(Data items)
◇ ◇ ◇ ◇ ◇
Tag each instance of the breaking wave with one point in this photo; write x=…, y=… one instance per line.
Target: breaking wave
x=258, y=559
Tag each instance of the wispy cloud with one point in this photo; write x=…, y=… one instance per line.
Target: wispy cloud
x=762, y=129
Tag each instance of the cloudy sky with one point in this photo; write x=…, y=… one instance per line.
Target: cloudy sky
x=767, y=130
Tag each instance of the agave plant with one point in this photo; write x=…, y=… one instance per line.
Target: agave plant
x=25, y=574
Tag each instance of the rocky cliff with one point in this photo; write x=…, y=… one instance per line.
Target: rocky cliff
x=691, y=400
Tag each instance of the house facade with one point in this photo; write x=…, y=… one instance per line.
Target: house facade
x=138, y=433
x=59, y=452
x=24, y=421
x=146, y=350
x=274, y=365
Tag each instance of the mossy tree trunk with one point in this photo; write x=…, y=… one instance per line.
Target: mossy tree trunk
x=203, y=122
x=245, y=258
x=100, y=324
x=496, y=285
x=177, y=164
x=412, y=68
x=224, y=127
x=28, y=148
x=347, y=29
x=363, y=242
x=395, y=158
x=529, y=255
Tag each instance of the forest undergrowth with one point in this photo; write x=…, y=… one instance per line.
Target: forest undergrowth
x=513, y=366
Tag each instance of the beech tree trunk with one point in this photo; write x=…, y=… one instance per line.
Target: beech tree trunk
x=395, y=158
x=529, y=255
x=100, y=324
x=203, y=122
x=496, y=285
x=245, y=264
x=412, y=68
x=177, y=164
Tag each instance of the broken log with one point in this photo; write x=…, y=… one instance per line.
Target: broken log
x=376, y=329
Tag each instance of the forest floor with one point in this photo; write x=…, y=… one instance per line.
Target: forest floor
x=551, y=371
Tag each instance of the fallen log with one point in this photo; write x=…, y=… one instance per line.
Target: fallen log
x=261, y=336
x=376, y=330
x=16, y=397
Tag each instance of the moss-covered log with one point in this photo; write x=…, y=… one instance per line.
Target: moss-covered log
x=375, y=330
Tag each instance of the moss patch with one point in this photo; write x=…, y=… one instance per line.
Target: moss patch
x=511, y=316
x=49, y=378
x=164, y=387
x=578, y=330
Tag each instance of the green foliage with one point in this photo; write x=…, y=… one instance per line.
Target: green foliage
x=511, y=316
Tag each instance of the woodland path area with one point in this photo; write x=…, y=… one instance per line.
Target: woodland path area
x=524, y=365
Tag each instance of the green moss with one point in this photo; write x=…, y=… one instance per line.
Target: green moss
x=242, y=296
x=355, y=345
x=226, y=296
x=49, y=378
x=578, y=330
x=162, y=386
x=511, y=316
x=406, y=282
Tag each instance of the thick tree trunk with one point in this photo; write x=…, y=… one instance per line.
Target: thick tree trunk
◇ ◇ ◇ ◇ ◇
Written problem: Copy, word for word, the stretch of the data from the line containing "Tag each instance of the thick" through the end of the data.

The reply:
Tag each instance of the thick tree trunk with one point in this photo; write x=…, y=… one instance per line.
Target: thick tree trunk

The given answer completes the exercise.